-- start of Records shown --

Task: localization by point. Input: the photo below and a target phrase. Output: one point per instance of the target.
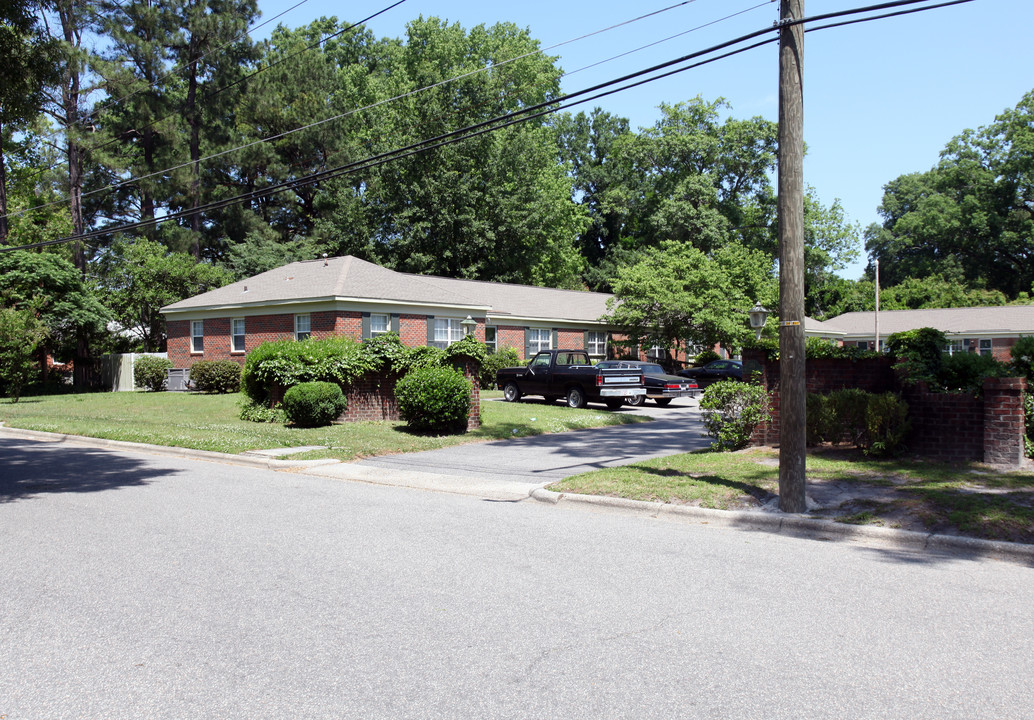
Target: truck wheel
(576, 398)
(510, 392)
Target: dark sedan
(661, 387)
(713, 371)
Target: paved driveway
(514, 467)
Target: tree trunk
(4, 229)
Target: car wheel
(576, 398)
(510, 392)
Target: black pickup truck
(570, 373)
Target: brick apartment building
(351, 297)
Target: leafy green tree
(30, 63)
(140, 277)
(492, 207)
(676, 294)
(56, 292)
(21, 334)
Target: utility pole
(791, 258)
(877, 315)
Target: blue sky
(881, 98)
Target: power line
(340, 116)
(497, 123)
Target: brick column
(1003, 420)
(472, 370)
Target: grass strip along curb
(250, 461)
(801, 526)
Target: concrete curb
(802, 526)
(208, 455)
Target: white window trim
(235, 335)
(308, 326)
(536, 346)
(447, 331)
(194, 324)
(373, 332)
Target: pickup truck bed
(569, 373)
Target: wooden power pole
(791, 258)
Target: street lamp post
(758, 316)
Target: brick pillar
(472, 370)
(1003, 420)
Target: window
(597, 345)
(196, 336)
(378, 325)
(237, 335)
(302, 327)
(538, 339)
(447, 331)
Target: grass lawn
(969, 499)
(211, 422)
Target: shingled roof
(350, 278)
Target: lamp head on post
(759, 316)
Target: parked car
(569, 373)
(713, 371)
(661, 387)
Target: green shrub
(434, 398)
(886, 425)
(1023, 359)
(966, 371)
(918, 354)
(508, 357)
(732, 410)
(818, 419)
(705, 357)
(151, 371)
(312, 405)
(216, 376)
(847, 410)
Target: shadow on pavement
(28, 470)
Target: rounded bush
(313, 405)
(151, 371)
(434, 398)
(216, 376)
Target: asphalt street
(148, 587)
(546, 458)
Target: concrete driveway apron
(510, 469)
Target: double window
(538, 340)
(196, 336)
(303, 327)
(379, 324)
(597, 345)
(237, 335)
(447, 331)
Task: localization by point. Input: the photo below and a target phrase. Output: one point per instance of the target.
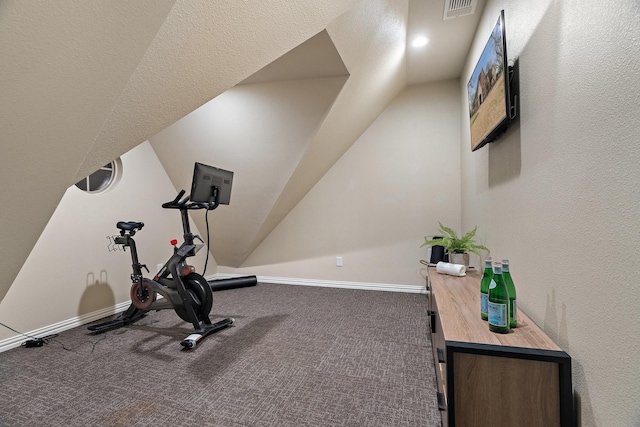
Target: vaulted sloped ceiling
(82, 83)
(283, 127)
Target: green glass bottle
(511, 288)
(484, 288)
(498, 302)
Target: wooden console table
(487, 379)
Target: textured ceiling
(83, 83)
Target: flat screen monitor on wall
(206, 179)
(490, 106)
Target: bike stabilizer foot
(192, 340)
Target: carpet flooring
(296, 356)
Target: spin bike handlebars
(184, 203)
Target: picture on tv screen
(488, 90)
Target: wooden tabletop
(458, 302)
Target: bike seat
(129, 225)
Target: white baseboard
(56, 328)
(389, 287)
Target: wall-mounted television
(491, 106)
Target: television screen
(488, 90)
(205, 179)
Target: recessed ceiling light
(420, 41)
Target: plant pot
(455, 258)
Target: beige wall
(558, 195)
(374, 206)
(70, 271)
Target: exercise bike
(181, 288)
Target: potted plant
(457, 247)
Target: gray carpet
(296, 356)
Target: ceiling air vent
(457, 8)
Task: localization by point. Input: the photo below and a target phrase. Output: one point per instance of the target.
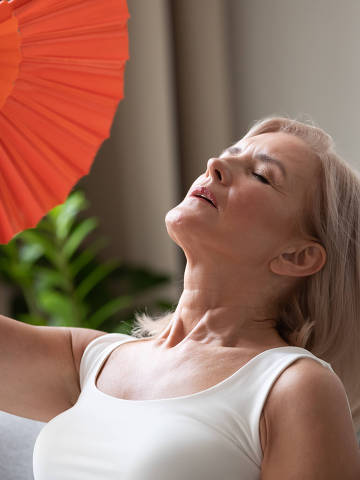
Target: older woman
(228, 385)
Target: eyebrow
(260, 156)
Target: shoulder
(309, 428)
(85, 340)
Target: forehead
(296, 156)
(291, 150)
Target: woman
(232, 383)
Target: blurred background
(200, 73)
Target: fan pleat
(64, 95)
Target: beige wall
(298, 57)
(133, 182)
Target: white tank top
(207, 435)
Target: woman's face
(255, 217)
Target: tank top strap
(96, 351)
(248, 392)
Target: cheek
(259, 212)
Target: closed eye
(262, 179)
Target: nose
(218, 170)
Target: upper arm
(80, 338)
(39, 375)
(310, 433)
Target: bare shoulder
(309, 429)
(80, 338)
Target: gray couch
(17, 439)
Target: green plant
(60, 282)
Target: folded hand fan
(61, 79)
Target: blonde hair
(323, 313)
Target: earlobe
(306, 260)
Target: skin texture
(245, 252)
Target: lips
(205, 192)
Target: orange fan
(61, 78)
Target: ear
(300, 261)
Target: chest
(133, 373)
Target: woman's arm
(310, 430)
(38, 375)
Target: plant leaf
(46, 277)
(57, 304)
(32, 237)
(63, 216)
(78, 235)
(107, 310)
(98, 274)
(85, 257)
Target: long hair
(323, 313)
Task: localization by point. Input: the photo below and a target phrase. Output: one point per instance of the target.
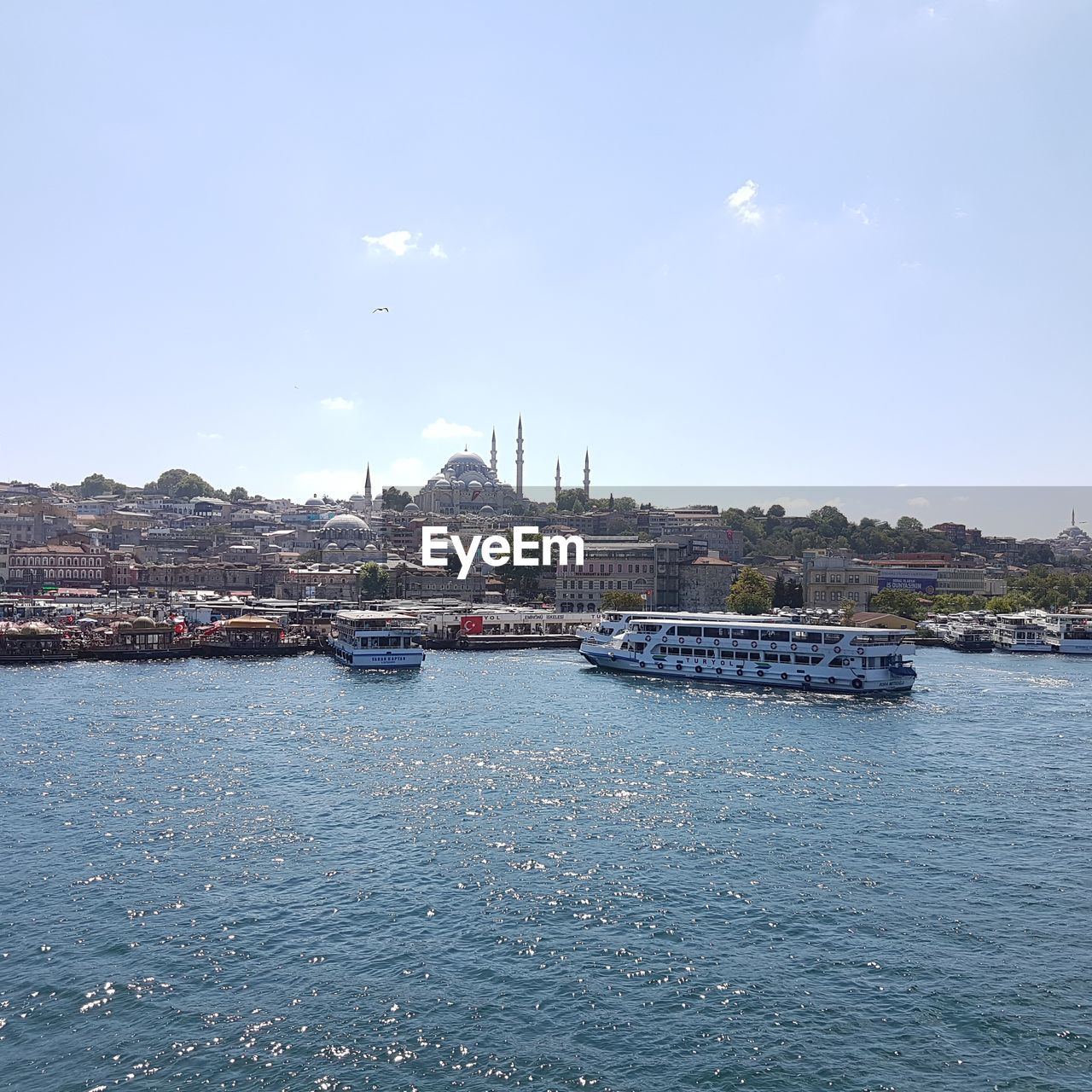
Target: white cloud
(441, 429)
(336, 404)
(858, 212)
(338, 483)
(394, 242)
(741, 203)
(403, 472)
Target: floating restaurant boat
(1019, 632)
(375, 639)
(966, 636)
(737, 648)
(249, 636)
(33, 642)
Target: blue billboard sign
(923, 585)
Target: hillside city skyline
(843, 239)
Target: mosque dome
(346, 522)
(465, 456)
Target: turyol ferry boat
(375, 639)
(763, 651)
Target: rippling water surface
(512, 872)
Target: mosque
(468, 484)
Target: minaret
(519, 459)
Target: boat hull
(839, 682)
(378, 659)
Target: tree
(96, 485)
(394, 499)
(899, 601)
(521, 581)
(183, 485)
(749, 593)
(371, 581)
(623, 601)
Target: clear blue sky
(831, 242)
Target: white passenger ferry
(375, 639)
(1068, 634)
(1020, 632)
(759, 651)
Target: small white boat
(375, 639)
(1020, 632)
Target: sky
(720, 244)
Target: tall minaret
(519, 459)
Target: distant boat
(737, 648)
(375, 639)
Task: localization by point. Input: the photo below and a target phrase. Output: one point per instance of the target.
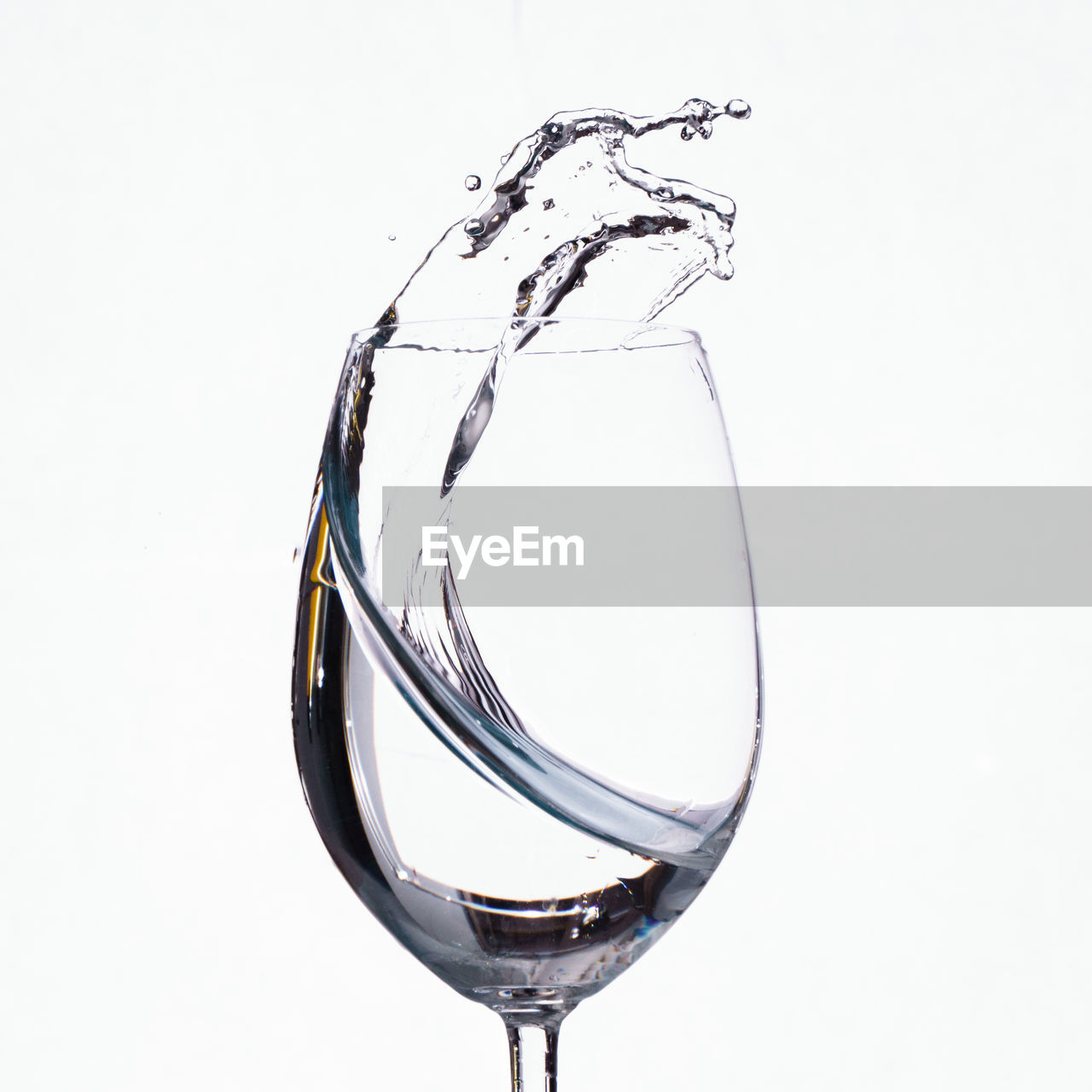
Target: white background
(195, 200)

-- end of Records shown --

Stated task —
Produce an exact copy of each line of data, skipping embedded images.

Output —
Task: localization by point. Input: the photo below and a target phrase. Output: one point per instance of the target.
Target: truck wheel
(576, 398)
(510, 392)
Target: dark sedan
(661, 387)
(713, 371)
Target: paved driveway
(514, 467)
Target: tree trunk
(4, 229)
Target: car wheel
(576, 398)
(510, 392)
Target: black pickup truck
(570, 373)
Target: brick apartment building
(351, 297)
Target: leafy green tree
(30, 63)
(140, 277)
(492, 207)
(676, 294)
(56, 292)
(21, 334)
Target: utility pole
(791, 258)
(877, 315)
Target: blue sky
(881, 98)
Target: power line
(340, 116)
(497, 123)
Target: brick column
(1003, 420)
(472, 370)
Target: grass strip along curb
(250, 461)
(801, 526)
Target: concrete curb
(802, 526)
(208, 455)
Target: white window trim
(235, 335)
(308, 326)
(536, 346)
(447, 331)
(194, 324)
(373, 332)
Target: pickup truck bed
(569, 373)
Target: wooden power pole
(791, 258)
Target: street lamp post
(758, 316)
Target: brick pillar
(472, 370)
(1003, 420)
Target: window
(597, 345)
(196, 336)
(378, 325)
(237, 335)
(302, 327)
(538, 339)
(447, 331)
Target: grass lawn
(969, 499)
(211, 422)
Target: shingled roof
(350, 278)
Target: lamp head on post
(759, 316)
Target: parked car
(569, 373)
(713, 371)
(661, 387)
Target: green shrub
(434, 398)
(886, 425)
(1023, 359)
(966, 371)
(918, 354)
(508, 357)
(732, 410)
(818, 419)
(705, 357)
(151, 371)
(312, 405)
(216, 376)
(847, 410)
Target: shadow on pavement
(28, 470)
Target: rounded bush
(313, 405)
(151, 371)
(434, 398)
(216, 376)
Target: asphalt street
(148, 587)
(546, 458)
Target: concrete driveway apron
(510, 469)
Target: double window
(538, 340)
(196, 336)
(303, 327)
(379, 324)
(597, 345)
(237, 335)
(447, 331)
Task: localization by point. Input: the photo below and a target phrase. Output: one point per instance of the target.
Target: vaulted sloped ceiling
(82, 83)
(283, 127)
Target: green glass bottle
(511, 288)
(484, 288)
(498, 302)
Target: wooden console table
(487, 379)
Target: textured ceiling
(83, 83)
Target: flat screen monitor on wall
(206, 179)
(490, 106)
Target: bike stabilizer foot
(192, 340)
Target: carpet flooring
(296, 356)
Target: spin bike handlebars
(184, 203)
Target: picture on tv screen
(488, 90)
Target: wooden tabletop
(458, 302)
Target: bike seat
(129, 225)
Target: white baseboard
(56, 328)
(389, 287)
Target: wall-mounted television
(491, 106)
Target: television screen
(488, 90)
(205, 179)
Target: recessed ceiling light
(420, 41)
Target: plant pot
(455, 258)
Target: beige wall
(558, 195)
(374, 206)
(70, 271)
Target: exercise bike
(181, 288)
Target: potted plant
(457, 247)
Target: gray carpet
(296, 356)
Target: ceiling air vent
(457, 8)
Task: localization by point. Input: the photo below and a target phrase. Output: one point per instance of the target.
Target: older woman
(228, 385)
Target: eyebrow
(260, 156)
Target: shoulder
(309, 428)
(85, 340)
Target: forehead
(296, 156)
(291, 150)
Target: woman
(232, 383)
Target: blurred background
(200, 73)
Target: fan pleat
(64, 95)
Target: beige wall
(298, 57)
(133, 182)
Target: white tank top
(207, 435)
Target: woman's face
(255, 217)
Target: tank top strap
(96, 351)
(248, 392)
Target: cheek
(259, 212)
Target: closed eye
(262, 179)
Target: nose
(218, 170)
Target: upper arm
(80, 338)
(39, 375)
(310, 433)
Target: bare shoulder
(309, 429)
(80, 338)
Target: gray couch
(17, 439)
Target: green plant
(60, 282)
Target: folded hand fan
(61, 79)
Target: blonde hair
(323, 313)
Target: earlobe
(306, 260)
Target: skin texture
(245, 252)
Target: lips
(205, 192)
Target: orange fan
(61, 78)
Target: ear
(300, 261)
Target: chest
(133, 373)
Target: woman's arm
(310, 430)
(38, 375)
Target: plant leaf
(46, 277)
(57, 304)
(32, 237)
(63, 216)
(78, 235)
(107, 310)
(98, 274)
(85, 257)
Target: long hair
(323, 313)
Task: localization by point. Input: the photo below and a target phrase. Output: one point per instance of the target.
Target: white cloud
(441, 429)
(336, 404)
(858, 212)
(338, 483)
(394, 242)
(741, 203)
(403, 472)
Target: floating restaurant boat
(1019, 632)
(375, 639)
(966, 636)
(737, 648)
(249, 636)
(33, 642)
Target: blue billboard sign
(923, 585)
Target: hillside city skyline
(843, 239)
Target: mosque dome
(346, 522)
(465, 456)
Target: turyol ferry boat
(375, 639)
(763, 651)
Target: rippling water surface
(512, 872)
Target: mosque
(468, 484)
Target: minaret
(519, 459)
Target: boat hull
(839, 682)
(378, 659)
Target: tree
(96, 485)
(394, 499)
(899, 601)
(521, 581)
(183, 485)
(749, 593)
(371, 581)
(623, 601)
Target: clear blue sky
(831, 242)
Target: white passenger ferry
(375, 639)
(1068, 634)
(1020, 632)
(759, 651)
Target: small white boat
(375, 639)
(1020, 632)
Target: sky
(720, 244)
Target: tall minaret
(519, 459)
Target: distant boat
(737, 648)
(375, 639)
Task: localization by point. Input: the photo below and a target phrase. Output: one point per instance of the target.
Target: white background
(195, 200)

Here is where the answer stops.